- Texte cité -
2 janvier 2013

La communauté Américaine de France - L'American Art Association

Depuis la fin de la guerre de sécession et surtout depuis l’épisode de la Commune de Paris (1871), la France exerce un extraordinaire pouvoir magnétique et particulièrement sur tout de ce que les Etats-Unis comptent d’artistes et de nantis. Avec sa propre cathédrale (construite à partir de 1881 et inaugurée en 1886), puis plus tard son hôpital (1906) et sa bibliothèque (1920), la colonie Américaine de Paris comptera jusqu'à 100.000 personnes et sera à ce titre l’une des plus importantes communautés d’immigrés. Le Paris de la Belle Epoque représente aux yeux des Américains une sorte de Mecque, où la vie mondaine est brillante, où les barrières sociales sont plus facilement levées, et où il est possible de jouir pleinement de la paix et de la liberté. Paris est même pour certains plus américaine que New York[i]. Cette attraction sera globalement très forte jusqu’à l’éclatement de la première guerre mondiale et se poursuivra bien après, notamment en raison de la prohibition, permettant à la France de s’initier entre autres au cinéma américain et au jazz.

- Données présentées -

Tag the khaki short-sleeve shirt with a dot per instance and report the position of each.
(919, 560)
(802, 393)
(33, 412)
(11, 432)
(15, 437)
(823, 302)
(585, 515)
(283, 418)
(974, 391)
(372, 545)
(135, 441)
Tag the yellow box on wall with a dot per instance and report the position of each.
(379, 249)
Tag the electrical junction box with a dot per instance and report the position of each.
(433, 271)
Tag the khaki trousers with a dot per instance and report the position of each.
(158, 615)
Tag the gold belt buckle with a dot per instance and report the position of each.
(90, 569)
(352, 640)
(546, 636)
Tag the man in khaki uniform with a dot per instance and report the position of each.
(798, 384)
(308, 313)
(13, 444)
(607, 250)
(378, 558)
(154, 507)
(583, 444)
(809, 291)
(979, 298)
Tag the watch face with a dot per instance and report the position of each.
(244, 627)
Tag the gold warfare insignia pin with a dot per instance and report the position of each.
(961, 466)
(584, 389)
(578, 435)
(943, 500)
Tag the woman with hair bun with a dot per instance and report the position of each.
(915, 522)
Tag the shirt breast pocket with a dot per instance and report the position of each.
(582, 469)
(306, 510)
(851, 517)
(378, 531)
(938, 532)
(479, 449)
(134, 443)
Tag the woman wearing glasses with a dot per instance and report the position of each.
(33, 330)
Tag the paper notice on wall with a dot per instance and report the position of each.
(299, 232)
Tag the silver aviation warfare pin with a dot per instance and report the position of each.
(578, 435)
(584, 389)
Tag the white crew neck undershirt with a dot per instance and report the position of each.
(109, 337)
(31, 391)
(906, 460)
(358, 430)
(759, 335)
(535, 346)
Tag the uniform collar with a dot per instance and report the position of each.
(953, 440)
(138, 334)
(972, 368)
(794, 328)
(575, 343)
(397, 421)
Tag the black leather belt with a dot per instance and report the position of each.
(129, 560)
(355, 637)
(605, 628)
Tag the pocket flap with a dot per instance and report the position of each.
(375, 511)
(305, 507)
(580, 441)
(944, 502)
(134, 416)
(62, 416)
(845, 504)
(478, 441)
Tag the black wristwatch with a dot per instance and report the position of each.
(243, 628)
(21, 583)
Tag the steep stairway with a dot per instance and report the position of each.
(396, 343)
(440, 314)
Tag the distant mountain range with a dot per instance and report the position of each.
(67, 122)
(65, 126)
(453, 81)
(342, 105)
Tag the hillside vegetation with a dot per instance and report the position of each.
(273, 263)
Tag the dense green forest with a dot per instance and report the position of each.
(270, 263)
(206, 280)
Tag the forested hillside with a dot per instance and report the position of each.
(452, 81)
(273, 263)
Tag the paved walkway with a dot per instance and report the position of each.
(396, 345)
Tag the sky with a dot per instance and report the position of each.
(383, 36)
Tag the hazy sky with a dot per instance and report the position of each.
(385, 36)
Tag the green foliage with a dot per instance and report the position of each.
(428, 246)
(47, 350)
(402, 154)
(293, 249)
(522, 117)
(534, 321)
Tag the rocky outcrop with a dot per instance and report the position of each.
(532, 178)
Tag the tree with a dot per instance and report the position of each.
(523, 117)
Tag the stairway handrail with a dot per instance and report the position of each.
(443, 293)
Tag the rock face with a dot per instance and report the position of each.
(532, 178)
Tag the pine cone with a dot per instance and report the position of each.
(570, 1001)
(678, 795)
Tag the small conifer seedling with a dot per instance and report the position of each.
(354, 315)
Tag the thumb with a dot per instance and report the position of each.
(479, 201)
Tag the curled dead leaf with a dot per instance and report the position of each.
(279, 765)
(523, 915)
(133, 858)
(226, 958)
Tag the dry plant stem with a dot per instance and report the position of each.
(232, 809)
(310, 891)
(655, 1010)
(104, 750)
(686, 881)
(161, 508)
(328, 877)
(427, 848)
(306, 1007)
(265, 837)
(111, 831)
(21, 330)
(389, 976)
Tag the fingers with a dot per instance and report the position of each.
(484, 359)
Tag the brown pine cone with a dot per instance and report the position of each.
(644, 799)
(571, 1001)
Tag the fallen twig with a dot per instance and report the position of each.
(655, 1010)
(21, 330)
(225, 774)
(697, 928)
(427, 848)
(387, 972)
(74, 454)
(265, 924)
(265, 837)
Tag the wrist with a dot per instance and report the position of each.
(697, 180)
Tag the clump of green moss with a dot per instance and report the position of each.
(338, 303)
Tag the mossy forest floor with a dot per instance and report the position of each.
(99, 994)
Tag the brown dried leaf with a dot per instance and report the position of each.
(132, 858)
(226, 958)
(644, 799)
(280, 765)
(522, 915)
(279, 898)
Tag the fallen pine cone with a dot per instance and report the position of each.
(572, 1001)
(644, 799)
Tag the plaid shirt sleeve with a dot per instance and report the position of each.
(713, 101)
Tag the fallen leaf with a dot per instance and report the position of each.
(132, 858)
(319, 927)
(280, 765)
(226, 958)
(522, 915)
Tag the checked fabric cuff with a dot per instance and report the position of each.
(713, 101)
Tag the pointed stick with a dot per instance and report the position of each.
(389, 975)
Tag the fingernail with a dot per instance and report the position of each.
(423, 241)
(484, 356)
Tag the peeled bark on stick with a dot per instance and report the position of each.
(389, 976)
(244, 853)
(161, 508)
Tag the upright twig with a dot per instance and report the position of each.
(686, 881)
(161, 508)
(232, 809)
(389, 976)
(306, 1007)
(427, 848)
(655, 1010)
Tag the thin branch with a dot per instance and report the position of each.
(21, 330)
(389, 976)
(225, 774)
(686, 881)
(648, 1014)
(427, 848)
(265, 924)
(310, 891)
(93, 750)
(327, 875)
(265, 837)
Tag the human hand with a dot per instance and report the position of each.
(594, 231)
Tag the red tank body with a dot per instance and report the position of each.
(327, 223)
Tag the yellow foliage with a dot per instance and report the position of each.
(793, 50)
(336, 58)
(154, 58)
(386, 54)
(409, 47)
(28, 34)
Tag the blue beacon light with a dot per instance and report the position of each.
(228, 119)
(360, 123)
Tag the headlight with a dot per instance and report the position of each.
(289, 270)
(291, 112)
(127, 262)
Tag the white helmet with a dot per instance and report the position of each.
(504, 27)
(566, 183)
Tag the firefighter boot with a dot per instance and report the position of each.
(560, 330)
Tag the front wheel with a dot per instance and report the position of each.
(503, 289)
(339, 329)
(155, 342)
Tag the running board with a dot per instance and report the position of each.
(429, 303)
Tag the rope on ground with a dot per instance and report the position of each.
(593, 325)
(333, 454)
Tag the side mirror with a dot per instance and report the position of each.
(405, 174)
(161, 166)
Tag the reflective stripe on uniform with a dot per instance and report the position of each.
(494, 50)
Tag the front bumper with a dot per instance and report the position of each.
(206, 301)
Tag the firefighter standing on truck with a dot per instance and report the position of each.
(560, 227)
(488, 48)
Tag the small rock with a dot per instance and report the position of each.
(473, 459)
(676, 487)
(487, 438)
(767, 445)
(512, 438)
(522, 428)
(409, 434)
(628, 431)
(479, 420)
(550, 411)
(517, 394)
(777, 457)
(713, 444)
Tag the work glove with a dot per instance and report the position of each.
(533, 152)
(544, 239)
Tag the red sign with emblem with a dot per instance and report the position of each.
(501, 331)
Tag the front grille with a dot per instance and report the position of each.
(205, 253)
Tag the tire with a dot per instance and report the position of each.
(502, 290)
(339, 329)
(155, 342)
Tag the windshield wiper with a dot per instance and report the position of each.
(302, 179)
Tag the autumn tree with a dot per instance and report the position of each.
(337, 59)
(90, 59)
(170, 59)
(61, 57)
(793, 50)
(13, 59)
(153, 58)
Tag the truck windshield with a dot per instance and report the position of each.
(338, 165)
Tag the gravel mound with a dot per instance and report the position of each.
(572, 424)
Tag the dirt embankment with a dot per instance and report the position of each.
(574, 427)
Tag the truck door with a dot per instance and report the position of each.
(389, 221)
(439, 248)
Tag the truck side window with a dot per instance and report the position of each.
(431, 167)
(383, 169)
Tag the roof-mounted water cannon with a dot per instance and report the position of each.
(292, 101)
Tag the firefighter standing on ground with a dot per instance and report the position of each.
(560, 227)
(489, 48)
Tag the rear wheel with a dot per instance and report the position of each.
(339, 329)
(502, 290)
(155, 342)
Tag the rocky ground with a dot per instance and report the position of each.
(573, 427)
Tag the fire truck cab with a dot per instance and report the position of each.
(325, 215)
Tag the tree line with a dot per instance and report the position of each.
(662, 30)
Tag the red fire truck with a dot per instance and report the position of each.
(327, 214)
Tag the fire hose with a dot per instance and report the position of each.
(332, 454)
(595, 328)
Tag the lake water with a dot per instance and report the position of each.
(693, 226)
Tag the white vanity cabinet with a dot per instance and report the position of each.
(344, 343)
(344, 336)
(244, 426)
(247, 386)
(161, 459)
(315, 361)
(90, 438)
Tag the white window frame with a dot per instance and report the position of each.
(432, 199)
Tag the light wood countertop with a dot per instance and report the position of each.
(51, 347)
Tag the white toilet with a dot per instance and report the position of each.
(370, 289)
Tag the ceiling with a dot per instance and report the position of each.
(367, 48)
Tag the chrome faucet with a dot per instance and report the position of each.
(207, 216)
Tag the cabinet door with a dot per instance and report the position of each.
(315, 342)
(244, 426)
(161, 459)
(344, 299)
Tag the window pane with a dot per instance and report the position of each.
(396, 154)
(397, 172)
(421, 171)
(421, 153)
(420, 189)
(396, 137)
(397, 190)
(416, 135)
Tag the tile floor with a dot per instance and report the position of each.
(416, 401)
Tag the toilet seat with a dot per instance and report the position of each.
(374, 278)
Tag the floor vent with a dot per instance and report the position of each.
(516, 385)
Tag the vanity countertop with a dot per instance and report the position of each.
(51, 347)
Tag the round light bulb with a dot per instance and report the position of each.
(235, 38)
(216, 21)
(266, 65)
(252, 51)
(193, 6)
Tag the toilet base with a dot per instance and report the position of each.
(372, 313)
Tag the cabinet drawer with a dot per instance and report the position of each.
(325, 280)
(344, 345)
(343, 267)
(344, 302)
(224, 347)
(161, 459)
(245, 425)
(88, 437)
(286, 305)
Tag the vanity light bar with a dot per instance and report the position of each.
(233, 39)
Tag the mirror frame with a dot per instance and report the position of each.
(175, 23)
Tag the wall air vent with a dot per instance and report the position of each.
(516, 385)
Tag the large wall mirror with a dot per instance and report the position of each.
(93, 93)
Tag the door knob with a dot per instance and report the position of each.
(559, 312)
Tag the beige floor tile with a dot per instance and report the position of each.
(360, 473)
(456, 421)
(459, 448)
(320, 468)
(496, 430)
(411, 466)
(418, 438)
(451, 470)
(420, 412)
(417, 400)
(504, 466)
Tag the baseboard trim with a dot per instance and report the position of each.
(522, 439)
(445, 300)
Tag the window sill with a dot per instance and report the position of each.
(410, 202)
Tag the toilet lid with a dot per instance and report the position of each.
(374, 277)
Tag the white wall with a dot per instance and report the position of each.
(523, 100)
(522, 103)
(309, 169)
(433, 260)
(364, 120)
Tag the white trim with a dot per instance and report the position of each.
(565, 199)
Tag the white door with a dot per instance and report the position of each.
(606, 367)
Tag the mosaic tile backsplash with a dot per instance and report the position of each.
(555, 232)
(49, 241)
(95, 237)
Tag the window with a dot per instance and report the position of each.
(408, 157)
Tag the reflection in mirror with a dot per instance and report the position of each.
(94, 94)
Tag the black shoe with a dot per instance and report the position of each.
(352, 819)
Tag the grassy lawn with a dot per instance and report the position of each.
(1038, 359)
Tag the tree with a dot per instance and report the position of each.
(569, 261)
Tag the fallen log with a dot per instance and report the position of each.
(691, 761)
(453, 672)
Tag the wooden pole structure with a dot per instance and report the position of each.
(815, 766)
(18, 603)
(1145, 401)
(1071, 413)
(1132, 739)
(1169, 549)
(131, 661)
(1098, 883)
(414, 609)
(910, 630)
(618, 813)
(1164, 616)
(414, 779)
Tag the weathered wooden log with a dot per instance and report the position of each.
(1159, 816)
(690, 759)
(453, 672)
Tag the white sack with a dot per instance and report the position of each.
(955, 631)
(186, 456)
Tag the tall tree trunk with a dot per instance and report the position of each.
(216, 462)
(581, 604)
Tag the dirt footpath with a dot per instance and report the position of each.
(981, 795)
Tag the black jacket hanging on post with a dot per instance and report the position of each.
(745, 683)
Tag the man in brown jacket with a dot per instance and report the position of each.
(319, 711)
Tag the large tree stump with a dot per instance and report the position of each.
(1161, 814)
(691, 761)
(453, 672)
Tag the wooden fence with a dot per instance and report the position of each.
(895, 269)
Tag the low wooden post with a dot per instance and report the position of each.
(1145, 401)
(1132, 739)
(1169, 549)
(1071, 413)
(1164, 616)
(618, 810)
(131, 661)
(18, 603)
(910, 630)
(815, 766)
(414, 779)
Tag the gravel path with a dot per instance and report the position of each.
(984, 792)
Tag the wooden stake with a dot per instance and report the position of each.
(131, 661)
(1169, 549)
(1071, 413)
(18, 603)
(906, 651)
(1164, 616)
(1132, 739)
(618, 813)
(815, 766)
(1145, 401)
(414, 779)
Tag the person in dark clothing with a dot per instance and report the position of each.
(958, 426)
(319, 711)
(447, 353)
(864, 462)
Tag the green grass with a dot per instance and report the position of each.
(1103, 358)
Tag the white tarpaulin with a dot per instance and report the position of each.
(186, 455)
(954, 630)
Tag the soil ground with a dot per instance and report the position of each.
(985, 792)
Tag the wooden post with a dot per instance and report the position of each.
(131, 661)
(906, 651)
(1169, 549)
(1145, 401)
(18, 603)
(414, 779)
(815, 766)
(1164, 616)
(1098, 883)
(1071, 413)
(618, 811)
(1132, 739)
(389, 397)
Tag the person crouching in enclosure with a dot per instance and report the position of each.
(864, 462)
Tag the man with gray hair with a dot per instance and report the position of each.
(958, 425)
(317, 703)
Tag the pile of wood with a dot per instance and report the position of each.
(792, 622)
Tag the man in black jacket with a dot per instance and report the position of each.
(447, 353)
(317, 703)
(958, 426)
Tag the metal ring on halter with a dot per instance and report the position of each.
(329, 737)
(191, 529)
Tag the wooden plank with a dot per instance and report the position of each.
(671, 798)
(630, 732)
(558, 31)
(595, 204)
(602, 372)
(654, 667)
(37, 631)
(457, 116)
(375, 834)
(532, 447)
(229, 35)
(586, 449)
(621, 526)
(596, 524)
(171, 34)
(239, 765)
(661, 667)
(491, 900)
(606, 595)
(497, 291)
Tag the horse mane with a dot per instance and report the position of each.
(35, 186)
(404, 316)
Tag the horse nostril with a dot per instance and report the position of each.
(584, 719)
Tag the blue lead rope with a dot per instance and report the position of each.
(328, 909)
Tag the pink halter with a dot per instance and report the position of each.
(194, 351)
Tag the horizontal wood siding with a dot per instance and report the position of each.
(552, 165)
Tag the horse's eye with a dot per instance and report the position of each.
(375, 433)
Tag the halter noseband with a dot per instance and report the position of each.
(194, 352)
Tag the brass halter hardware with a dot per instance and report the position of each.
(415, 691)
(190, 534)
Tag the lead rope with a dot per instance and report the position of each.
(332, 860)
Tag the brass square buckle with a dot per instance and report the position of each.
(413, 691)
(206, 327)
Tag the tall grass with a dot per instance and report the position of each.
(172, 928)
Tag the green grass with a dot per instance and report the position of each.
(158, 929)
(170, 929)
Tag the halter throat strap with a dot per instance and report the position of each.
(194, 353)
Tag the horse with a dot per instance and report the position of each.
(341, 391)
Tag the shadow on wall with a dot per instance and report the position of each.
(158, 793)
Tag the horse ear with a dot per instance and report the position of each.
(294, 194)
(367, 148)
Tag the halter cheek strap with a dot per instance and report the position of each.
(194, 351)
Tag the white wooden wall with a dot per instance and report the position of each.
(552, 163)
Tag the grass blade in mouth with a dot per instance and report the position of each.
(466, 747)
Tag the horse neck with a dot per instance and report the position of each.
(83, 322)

- Série de consignes -
1. Énumérez tous les établissements que le texte cité attribue à la colonie américaine de Paris, avec les dates indiquées pour chacun.
2. Affichez chaque ligne des enregistrements qui contient le mot « blue ».

- Réponses complètes -
1.
- Sa cathédrale : construite à partir de 1881 et inaugurée en 1886
- Son hôpital : 1906
- Sa bibliothèque : 1920

2.
Tag the blue beacon light with a dot per instance and report the position of each.
Tag the blue lead rope with a dot per instance and report the position of each.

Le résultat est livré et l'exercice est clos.